(Point labeling dataset excerpts)
>>>>
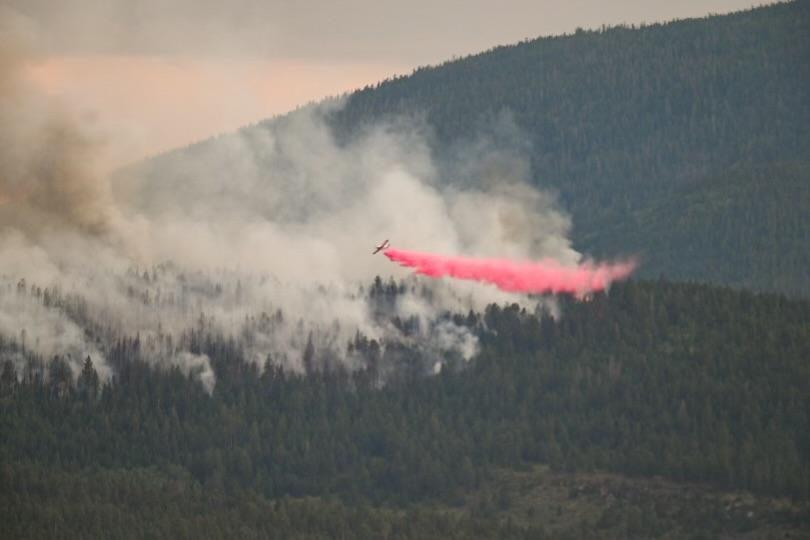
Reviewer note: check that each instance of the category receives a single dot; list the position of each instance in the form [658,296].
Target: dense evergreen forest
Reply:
[655,379]
[685,143]
[665,407]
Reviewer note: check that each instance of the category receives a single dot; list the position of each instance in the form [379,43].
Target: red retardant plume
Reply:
[547,276]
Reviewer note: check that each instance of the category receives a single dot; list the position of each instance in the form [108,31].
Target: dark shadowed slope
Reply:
[686,143]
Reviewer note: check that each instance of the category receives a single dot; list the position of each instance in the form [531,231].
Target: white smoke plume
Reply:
[264,235]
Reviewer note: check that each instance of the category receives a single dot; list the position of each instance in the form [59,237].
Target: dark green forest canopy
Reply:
[690,382]
[652,136]
[685,144]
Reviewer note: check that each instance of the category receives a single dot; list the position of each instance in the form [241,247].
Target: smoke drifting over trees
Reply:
[265,238]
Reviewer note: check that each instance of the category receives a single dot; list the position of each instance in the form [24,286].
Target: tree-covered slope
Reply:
[685,381]
[646,131]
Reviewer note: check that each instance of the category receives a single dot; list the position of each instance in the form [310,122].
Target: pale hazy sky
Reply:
[155,74]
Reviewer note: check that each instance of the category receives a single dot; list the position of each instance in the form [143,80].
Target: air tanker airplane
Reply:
[381,247]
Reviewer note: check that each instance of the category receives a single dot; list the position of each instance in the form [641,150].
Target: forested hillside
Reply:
[689,382]
[685,144]
[652,136]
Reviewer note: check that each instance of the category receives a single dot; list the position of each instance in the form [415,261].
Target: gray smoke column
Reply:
[47,178]
[263,235]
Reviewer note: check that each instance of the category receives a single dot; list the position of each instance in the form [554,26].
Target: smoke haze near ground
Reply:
[264,235]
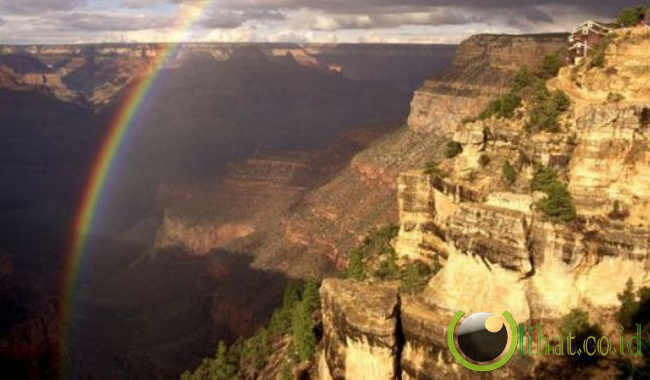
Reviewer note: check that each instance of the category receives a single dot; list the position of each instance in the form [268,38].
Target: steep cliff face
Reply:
[95,74]
[481,70]
[360,323]
[498,248]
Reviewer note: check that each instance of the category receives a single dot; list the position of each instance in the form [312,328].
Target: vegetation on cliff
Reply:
[576,323]
[558,204]
[376,260]
[631,16]
[246,358]
[543,107]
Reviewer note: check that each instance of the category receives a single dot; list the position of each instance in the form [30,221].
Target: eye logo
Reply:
[486,341]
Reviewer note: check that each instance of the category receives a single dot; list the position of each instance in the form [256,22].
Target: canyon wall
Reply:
[94,74]
[482,69]
[498,250]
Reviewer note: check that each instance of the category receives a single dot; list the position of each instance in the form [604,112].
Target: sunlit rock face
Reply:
[482,69]
[499,251]
[360,324]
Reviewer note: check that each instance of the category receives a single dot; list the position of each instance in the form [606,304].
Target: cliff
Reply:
[499,248]
[94,74]
[482,69]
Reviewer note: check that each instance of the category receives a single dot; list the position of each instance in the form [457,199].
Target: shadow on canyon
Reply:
[144,313]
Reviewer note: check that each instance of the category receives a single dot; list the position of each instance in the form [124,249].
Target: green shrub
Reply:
[545,108]
[598,53]
[303,338]
[629,306]
[356,269]
[614,97]
[551,65]
[503,107]
[285,373]
[388,269]
[431,168]
[558,204]
[509,172]
[630,16]
[576,323]
[484,160]
[523,79]
[543,179]
[453,149]
[618,212]
[415,276]
[634,308]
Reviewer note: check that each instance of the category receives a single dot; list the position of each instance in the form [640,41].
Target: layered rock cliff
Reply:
[482,69]
[500,250]
[95,74]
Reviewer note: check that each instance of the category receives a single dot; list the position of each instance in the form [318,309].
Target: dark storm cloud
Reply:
[38,6]
[86,21]
[233,19]
[367,14]
[596,7]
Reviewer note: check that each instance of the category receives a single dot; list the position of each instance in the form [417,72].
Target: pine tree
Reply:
[303,335]
[355,269]
[310,296]
[629,306]
[220,368]
[285,373]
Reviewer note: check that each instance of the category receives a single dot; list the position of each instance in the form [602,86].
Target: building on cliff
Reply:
[584,37]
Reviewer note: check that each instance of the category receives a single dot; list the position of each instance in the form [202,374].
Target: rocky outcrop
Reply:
[360,324]
[498,249]
[95,74]
[481,70]
[611,162]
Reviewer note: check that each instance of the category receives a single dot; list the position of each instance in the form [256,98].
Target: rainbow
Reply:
[104,161]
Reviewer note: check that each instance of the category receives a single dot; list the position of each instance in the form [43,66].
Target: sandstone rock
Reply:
[482,69]
[360,323]
[612,160]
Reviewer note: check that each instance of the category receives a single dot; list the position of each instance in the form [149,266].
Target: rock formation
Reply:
[498,249]
[481,70]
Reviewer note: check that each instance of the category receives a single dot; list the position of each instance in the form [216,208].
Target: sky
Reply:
[302,21]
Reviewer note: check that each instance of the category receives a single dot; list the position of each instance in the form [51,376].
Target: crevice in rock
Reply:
[400,340]
[645,117]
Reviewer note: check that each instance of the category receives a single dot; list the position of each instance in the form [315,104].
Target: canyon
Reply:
[229,140]
[232,227]
[497,250]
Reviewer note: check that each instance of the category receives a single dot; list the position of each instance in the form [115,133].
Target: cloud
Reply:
[293,20]
[88,21]
[39,6]
[232,19]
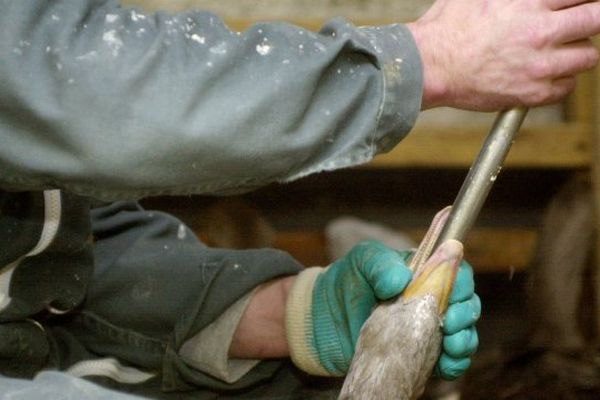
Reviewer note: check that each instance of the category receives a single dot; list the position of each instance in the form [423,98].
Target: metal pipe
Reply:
[482,175]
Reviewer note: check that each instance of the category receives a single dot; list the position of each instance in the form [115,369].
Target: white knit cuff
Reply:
[298,323]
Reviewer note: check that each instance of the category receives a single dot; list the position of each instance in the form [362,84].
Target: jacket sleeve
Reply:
[111,102]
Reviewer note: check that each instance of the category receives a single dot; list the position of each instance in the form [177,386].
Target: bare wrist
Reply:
[434,86]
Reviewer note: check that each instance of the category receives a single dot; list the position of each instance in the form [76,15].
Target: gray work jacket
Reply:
[110,102]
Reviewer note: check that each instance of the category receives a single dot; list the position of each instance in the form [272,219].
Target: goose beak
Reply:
[436,276]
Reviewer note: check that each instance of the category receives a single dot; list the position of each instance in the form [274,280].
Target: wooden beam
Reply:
[558,146]
[487,249]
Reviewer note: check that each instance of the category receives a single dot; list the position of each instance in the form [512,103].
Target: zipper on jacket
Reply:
[52,217]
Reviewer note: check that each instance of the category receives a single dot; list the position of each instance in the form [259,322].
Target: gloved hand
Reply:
[327,307]
[460,336]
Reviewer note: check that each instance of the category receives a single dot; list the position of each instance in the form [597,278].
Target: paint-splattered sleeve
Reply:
[113,102]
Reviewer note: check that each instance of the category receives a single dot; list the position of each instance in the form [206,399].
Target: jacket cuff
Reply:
[299,324]
[208,350]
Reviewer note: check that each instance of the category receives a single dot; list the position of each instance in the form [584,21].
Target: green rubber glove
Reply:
[327,307]
[460,336]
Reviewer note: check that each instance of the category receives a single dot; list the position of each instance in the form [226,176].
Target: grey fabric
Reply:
[58,277]
[56,385]
[110,102]
[155,286]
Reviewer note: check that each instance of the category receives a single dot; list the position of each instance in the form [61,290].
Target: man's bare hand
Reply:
[491,54]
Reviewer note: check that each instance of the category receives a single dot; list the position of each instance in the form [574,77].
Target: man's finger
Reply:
[576,23]
[561,4]
[568,60]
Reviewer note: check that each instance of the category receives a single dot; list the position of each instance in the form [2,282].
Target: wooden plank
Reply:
[561,146]
[595,171]
[487,249]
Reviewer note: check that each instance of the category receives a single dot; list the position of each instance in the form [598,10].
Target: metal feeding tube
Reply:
[482,175]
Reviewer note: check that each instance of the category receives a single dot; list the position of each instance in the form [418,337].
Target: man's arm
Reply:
[111,102]
[261,331]
[489,55]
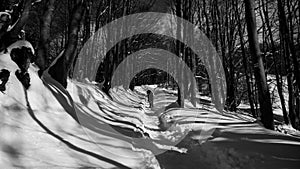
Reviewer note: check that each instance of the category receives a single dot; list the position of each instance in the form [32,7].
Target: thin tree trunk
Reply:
[263,90]
[245,63]
[278,81]
[60,70]
[43,49]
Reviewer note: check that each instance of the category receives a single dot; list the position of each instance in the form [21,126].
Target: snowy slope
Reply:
[42,131]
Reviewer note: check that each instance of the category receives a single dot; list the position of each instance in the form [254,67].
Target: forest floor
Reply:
[39,129]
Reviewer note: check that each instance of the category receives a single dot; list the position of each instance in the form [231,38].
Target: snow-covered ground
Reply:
[50,127]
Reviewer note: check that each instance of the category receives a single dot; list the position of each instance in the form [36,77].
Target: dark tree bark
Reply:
[278,81]
[43,49]
[61,69]
[245,62]
[263,90]
[19,18]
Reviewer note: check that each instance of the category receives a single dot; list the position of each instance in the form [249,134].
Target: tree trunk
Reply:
[263,90]
[60,70]
[278,81]
[43,49]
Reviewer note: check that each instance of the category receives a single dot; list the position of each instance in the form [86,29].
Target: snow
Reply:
[124,132]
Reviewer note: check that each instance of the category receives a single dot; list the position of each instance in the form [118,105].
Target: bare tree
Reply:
[263,90]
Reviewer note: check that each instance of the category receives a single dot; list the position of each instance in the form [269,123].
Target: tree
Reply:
[260,78]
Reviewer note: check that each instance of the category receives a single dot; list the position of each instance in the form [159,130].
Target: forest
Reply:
[152,80]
<<<<
**Instructions for the task**
Produce an exact repeat of the lines from the one containing "the form [21,126]." through the last line of the data, and nothing more.

**Exercise response**
Reviewer note: check that each instance of the category receives a single dot; list the position of each instance in the form [21,126].
Target: snowy slope
Reply:
[42,131]
Reviewer note: check that each instance of the category receives a single dot; list the position of each instance in the form [254,67].
Target: forest floor
Reply:
[39,129]
Reviewer note: check that each instance of the category receives a single dot; list the position of each instance in the form [231,38].
Target: snow-covered ground
Reply:
[50,127]
Reviewer note: check that each instance of the category receives a single dot; list the position of each instance in the form [36,77].
Target: dark tree bark
Reply:
[278,81]
[43,49]
[61,69]
[245,62]
[263,90]
[19,18]
Reviewer note: check that each instance of the category receives a single dot; list the position of each instance in the form [249,134].
Target: tree trunk
Reply:
[263,90]
[60,70]
[278,81]
[43,49]
Reviewer note: check that each instance of the category receives a single dot; list the position of each instance in the form [86,29].
Target: snow
Reply:
[124,132]
Reviewer note: check that each instance of the category receives a single dot; list the position of each instance in the form [118,105].
Target: bare tree
Reply:
[263,90]
Reviewer note: check that each instance of the category receives a single dot; list the position of each instance in the form [269,123].
Target: tree
Reply:
[260,78]
Reviewer note: check that each instance of the category receives a single dot; list the position of each instance in the form [159,130].
Target: forest
Reply:
[152,80]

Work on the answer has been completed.